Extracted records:
• • • •

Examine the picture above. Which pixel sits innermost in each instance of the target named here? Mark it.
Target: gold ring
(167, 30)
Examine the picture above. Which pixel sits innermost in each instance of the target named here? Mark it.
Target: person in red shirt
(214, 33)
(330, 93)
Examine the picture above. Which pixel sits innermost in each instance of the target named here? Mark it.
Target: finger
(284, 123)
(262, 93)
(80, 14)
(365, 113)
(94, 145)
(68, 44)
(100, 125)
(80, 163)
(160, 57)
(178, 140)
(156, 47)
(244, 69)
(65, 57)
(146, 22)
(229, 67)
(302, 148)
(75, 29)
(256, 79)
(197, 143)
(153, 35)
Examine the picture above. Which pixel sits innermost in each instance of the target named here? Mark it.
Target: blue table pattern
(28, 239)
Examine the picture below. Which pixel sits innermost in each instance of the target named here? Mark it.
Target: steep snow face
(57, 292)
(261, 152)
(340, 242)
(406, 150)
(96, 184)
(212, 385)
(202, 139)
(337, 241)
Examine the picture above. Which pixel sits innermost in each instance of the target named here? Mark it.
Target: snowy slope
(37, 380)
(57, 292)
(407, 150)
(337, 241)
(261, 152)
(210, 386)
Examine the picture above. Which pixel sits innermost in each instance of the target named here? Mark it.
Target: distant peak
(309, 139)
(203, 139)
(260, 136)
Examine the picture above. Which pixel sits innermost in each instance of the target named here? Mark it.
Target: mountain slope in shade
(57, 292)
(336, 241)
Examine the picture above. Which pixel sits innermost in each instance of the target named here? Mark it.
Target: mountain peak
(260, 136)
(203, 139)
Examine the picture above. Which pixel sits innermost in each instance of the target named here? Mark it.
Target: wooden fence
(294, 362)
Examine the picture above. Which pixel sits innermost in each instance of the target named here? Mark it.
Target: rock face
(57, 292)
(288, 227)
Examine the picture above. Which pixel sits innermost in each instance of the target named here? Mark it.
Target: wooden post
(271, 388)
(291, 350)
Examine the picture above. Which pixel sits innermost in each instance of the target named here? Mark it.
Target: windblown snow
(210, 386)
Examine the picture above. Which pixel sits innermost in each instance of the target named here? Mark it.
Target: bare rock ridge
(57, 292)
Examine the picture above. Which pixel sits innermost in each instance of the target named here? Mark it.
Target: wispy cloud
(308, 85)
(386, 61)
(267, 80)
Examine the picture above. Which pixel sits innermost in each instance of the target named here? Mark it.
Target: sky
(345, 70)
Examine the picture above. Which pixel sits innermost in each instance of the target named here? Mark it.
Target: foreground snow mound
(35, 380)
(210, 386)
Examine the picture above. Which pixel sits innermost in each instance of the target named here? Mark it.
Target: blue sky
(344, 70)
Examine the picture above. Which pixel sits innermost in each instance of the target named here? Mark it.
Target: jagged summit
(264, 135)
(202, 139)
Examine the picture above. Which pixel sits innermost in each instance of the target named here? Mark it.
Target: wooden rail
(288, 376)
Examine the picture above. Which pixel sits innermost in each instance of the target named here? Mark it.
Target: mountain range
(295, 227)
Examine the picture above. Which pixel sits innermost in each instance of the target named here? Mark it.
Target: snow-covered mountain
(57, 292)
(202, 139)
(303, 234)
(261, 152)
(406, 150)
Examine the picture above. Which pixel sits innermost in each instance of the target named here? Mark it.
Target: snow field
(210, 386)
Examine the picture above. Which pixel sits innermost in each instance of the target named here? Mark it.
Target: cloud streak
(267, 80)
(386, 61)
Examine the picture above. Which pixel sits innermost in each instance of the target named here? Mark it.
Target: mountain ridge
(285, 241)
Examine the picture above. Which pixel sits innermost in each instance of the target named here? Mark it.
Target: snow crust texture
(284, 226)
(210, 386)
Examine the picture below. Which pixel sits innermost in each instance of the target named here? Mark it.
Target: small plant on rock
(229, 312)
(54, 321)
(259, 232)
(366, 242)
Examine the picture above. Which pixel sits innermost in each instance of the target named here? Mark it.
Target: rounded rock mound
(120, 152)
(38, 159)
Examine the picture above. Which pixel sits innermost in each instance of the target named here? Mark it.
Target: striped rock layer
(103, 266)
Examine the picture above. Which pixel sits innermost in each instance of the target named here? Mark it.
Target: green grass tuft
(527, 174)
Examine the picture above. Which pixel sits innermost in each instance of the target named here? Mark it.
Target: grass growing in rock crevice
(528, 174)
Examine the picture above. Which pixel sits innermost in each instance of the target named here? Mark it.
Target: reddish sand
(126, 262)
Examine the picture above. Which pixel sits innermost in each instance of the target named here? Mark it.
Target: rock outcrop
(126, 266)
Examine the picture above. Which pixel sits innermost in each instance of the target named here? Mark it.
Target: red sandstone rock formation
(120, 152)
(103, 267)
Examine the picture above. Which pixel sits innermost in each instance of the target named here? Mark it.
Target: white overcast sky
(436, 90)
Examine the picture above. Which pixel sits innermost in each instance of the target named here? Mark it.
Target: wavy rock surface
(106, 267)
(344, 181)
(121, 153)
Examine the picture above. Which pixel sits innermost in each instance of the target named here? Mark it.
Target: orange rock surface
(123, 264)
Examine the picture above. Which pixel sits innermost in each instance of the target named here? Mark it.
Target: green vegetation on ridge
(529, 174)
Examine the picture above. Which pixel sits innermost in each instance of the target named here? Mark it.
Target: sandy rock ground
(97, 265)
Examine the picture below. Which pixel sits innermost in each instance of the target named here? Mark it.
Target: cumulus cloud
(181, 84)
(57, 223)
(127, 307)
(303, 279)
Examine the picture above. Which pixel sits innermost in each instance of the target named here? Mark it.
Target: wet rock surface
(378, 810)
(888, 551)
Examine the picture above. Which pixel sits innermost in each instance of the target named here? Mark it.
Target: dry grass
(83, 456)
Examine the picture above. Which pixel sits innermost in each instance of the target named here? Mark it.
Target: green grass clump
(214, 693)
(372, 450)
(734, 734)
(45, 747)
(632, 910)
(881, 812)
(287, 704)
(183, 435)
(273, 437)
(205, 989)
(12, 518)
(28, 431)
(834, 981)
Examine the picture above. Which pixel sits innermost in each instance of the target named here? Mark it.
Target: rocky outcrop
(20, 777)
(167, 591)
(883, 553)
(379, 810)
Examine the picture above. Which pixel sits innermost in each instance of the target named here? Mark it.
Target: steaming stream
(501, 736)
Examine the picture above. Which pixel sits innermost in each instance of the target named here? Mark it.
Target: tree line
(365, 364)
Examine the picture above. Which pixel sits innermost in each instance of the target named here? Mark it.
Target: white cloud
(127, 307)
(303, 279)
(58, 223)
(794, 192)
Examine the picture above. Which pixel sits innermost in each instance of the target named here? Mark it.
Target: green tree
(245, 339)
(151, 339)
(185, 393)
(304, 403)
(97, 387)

• • • •

> [What you should do]:
Please repeat each entry. Keep every word the same.

> [Answer below]:
Examine the picture above. Which pixel sits innermost in each instance of the target named here? Mark it.
Target: gold ring
(167, 30)
Examine the picture above. Which pixel sits innermost in each instance of the target named here? Mark it.
Target: person in red shirt
(214, 33)
(330, 93)
Examine the picture above. Which pixel sits innermost in each instance of the target named here? Mark it.
Target: finger
(284, 123)
(262, 93)
(80, 14)
(365, 113)
(94, 145)
(68, 44)
(100, 125)
(80, 163)
(160, 57)
(178, 140)
(156, 47)
(244, 69)
(65, 57)
(146, 22)
(229, 67)
(302, 148)
(75, 29)
(256, 79)
(197, 143)
(153, 35)
Examine the picture above. Which pixel sits innermost in each instance of the target named here? Mark it.
Target: blue table pattern
(28, 239)
Examine the picture below. Which pixel sits innermost in each instance of the target named here? Mark it.
Target: steep snow face
(57, 292)
(261, 152)
(340, 242)
(406, 150)
(96, 184)
(212, 385)
(202, 139)
(337, 241)
Examine the picture above. Which pixel sits innermost in each instance of the target named here? Mark it.
Target: snowy slope
(37, 380)
(57, 292)
(407, 150)
(337, 241)
(261, 152)
(210, 386)
Examine the picture above. Which pixel sits innermost in each instance of the target named here? Mark it.
Target: distant peak
(309, 139)
(203, 139)
(260, 136)
Examine the picture above. Which pixel sits innermost in each instance of the target named here? Mark it.
Target: mountain slope in shade
(57, 292)
(336, 241)
Examine the picture above. Which pixel sits innermost in each instance of the target named here? Mark it.
Target: mountain peak
(260, 136)
(203, 139)
Examine the picture above. Which pixel sits innermost in each instance of the target named here? Mark it.
Target: wooden fence
(294, 362)
Examine the picture above. Which pixel sits innermost in each instance of the target named here? Mark it.
Target: rock face
(57, 292)
(288, 227)
Examine the picture above. Which pixel sits innermost in each instance of the target named here? Mark it.
Target: wooden post
(271, 388)
(291, 350)
Examine the picture above. Which pixel sits innermost in each instance of the target named here? Mark it.
Target: windblown snow
(210, 386)
Examine the picture above. Which pixel sits innermost in each instance of the target named here? Mark it.
Target: bare rock ridge
(57, 292)
Examine the picture above. Which pixel sits innermost in each instance of the target named here? Mark it.
Target: wispy cloud
(308, 85)
(386, 61)
(267, 80)
Examine the picture above. Which pixel sits innermost in each instance of the target named here? Mark it.
Target: sky
(345, 70)
Examine the picture above. Which pixel sits innermost in each instance of the target named here? Mark it.
Target: foreground snow mound
(35, 380)
(210, 386)
Examine the picture above. Which pixel sits innermost in each instance of the target named here? Mark it.
Target: blue sky
(344, 70)
Examine the picture above. Which pixel sits innermost in each instance of the target named here? Mark it.
Target: jagged summit
(264, 135)
(202, 139)
Examine the picture above. Which pixel sits innermost in each instance of the target named here? Mark it.
Target: wooden rail
(288, 376)
Examine the picture above. Which pixel sits innermost in each instance of the target named here? Mark it.
Target: mountain range
(295, 227)
Examine the picture above. Which pixel sits innermost in each instance of the target named here? Mark it.
Target: snow-covered mountain
(57, 292)
(202, 139)
(303, 234)
(261, 152)
(406, 150)
Examine the picture above. Which pixel sits innermost in each instance of the target named here? Mark it.
Target: snow field
(210, 386)
Examine the picture above. Which pixel sits innermost in each instance of the target named here? Mark it.
Target: cloud streak
(267, 80)
(386, 61)
Examine the picture above. Which pixel sits innermost in each instance of the target named here? Mark it.
Target: mountain ridge
(285, 241)
Examine the picture above. Which pixel sits innermost in each instance of the target named here? Mark it.
Target: snow crust texture
(284, 226)
(210, 386)
Examine the picture below. Which pixel sits innermost in each instance of the target named here? Mark it.
Target: small plant on rock
(229, 312)
(54, 321)
(259, 232)
(366, 242)
Examine the picture above. Which pixel sits innermost in each instance of the target named here? Mark it.
Target: rounded rock mound
(120, 152)
(38, 159)
Examine the picture above. Which pixel sits innermost in each instance of the target named here? Mark it.
Target: striped rock layer
(103, 266)
Examine the picture above. Which pixel sits innermost in each instance of the target named here? Mark it.
Target: green grass tuft
(527, 174)
Examine the picture above. Which pixel sits innermost in each instance of the target named here? Mark it.
Target: grass growing in rock crevice
(528, 174)
Examine the picture above. Which pixel sits innermost in each instance of the target named here? Mark it.
Target: reddish sand
(126, 262)
Examine the picture above. Which pixel sits innermost in each instance of the target named here? Mark it.
Target: rock outcrop
(126, 266)
Examine the picture above. Which pixel sits innermost in each instance of the target named here? Mark it.
Target: red sandstone rock formation
(120, 152)
(103, 267)
Examine the picture above. Which pixel sits innermost in each instance of the target named here? Mark it.
Target: white overcast sky
(436, 90)
Examine the picture above. Which pixel sits innermost in each instance of the target named here? Mark it.
Target: wavy rock surface
(106, 267)
(344, 181)
(121, 153)
Examine the picture above. Which pixel sits innermost in each instance of the target named here? Mark it.
Target: orange rock surface
(123, 264)
Examine the picture above. Which pixel sits innermost in each instance of the target named here? Mark it.
Target: green vegetation on ridge
(529, 174)
Examine the picture above. Which pixel sits innermost in each instance of the target named here? Mark it.
Target: sandy rock ground
(97, 265)
Examine the picture below. Which pixel sits innermost in each instance of the target named here? Mark it.
Target: cumulus cloud
(181, 84)
(57, 223)
(127, 307)
(303, 279)
Examine the picture above. Which pixel sits innermost in each instance of the target named here? Mark it.
Target: wet rock surface
(378, 810)
(888, 551)
Examine the picture above. Which pixel sits innermost in each instance of the target named here? Mark it.
Target: dry grass
(83, 456)
Examine the picture above. Which pixel sits innermost in each instance of the target named here? Mark it.
Target: green grass clump
(214, 693)
(372, 450)
(734, 734)
(45, 747)
(632, 910)
(881, 812)
(287, 704)
(183, 435)
(273, 437)
(205, 989)
(12, 518)
(28, 431)
(834, 981)
Examine the picture above. Which pixel sits innermost in each instance of the target named here? Mark it.
Target: rocky outcrop
(20, 777)
(167, 591)
(883, 553)
(379, 810)
Examine the picture above. Which pixel sits innermost in each instance of the target named here? Mark it.
Target: steaming stream
(501, 736)
Examine the picture above. Which pixel sits innermost in each instance of the target named here? Mark it.
Target: tree line
(365, 364)
Examine the picture above. Which pixel sits innermost in each instance of the target named here? Mark it.
Target: white cloud
(127, 307)
(303, 279)
(58, 223)
(794, 192)
Examine the picture above. Which pixel sits innermost in each instance of the target named here? Mark it.
Target: green tree
(245, 339)
(151, 339)
(185, 393)
(304, 403)
(97, 387)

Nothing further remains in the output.